Instruction:
Locate each line in the items below that contains the word "every" and copy those lines out in full.

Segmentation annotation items
■ ■ ■ ■ ■
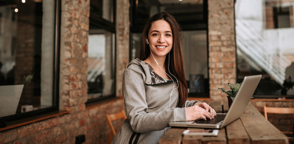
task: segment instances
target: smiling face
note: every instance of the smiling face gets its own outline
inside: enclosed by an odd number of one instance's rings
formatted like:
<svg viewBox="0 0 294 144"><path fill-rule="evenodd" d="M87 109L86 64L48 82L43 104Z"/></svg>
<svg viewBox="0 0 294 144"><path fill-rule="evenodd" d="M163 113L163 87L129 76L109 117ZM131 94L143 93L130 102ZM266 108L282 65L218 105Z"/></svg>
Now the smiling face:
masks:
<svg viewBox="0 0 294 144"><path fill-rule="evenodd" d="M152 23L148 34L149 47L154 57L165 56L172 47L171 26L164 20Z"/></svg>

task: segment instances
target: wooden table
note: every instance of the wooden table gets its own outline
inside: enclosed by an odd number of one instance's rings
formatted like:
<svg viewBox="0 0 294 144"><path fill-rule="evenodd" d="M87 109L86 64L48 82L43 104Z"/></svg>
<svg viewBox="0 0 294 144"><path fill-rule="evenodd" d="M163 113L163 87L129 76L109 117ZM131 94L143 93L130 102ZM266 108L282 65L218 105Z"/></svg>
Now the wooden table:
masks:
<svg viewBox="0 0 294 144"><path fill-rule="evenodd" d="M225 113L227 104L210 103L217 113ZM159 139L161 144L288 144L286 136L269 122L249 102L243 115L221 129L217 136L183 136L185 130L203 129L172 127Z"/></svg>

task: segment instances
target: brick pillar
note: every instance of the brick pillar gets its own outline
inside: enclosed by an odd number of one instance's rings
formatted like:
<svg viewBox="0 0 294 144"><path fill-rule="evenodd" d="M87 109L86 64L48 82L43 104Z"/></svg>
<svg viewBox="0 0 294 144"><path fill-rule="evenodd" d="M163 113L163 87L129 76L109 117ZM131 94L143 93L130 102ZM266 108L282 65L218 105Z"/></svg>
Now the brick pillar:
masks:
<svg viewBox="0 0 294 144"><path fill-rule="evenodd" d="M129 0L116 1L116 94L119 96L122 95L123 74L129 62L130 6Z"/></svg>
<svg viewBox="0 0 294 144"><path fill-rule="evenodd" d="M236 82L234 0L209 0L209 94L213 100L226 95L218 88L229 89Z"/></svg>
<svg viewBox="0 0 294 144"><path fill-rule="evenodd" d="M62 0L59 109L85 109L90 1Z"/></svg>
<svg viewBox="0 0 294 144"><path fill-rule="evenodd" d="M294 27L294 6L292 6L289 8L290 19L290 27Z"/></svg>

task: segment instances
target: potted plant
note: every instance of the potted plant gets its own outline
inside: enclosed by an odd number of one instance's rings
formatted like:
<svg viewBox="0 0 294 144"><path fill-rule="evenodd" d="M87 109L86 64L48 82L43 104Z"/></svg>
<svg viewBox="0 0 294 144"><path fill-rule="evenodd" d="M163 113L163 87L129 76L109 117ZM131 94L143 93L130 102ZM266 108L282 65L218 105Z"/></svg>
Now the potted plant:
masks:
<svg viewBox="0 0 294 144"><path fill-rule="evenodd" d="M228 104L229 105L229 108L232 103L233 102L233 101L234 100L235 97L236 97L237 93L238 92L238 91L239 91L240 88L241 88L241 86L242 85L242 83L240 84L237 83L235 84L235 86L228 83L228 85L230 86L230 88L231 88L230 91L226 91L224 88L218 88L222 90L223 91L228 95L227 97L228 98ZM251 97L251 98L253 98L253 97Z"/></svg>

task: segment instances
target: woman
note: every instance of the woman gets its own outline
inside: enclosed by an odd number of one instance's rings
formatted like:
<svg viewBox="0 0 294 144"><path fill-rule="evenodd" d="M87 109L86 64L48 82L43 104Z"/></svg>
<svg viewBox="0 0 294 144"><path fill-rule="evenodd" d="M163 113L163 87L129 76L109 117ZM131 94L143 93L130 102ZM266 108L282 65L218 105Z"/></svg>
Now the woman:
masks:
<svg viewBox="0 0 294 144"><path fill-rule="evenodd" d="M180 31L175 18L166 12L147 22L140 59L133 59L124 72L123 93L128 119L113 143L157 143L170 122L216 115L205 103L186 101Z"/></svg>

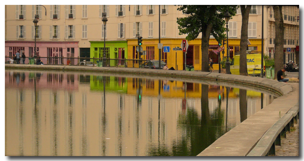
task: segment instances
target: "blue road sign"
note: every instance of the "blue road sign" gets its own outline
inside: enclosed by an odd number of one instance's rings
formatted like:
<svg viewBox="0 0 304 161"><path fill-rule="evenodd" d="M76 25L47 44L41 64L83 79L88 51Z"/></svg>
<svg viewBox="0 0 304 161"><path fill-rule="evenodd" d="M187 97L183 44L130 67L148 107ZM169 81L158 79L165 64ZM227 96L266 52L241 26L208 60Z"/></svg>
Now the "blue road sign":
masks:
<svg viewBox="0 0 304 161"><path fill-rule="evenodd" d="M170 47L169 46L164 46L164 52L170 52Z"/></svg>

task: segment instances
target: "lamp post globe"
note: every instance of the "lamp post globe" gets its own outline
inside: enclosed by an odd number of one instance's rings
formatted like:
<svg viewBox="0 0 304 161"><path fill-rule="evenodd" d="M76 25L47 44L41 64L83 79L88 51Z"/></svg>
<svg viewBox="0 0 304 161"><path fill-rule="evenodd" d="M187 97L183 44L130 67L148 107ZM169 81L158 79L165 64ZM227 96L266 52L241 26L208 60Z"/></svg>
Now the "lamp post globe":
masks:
■ ■ ■ ■ ■
Response to the exercise:
note: every instance of the smiling face gets its own outline
note: every instance of the wooden table gets its own outline
note: every instance of the brick pillar gets its own outline
note: every instance of the potted plant gets its own outline
note: every instance of the woman gets its own outline
note: every instance of the "blue road sign" gets its own outline
note: every instance of the "lamp post globe" gets its own outline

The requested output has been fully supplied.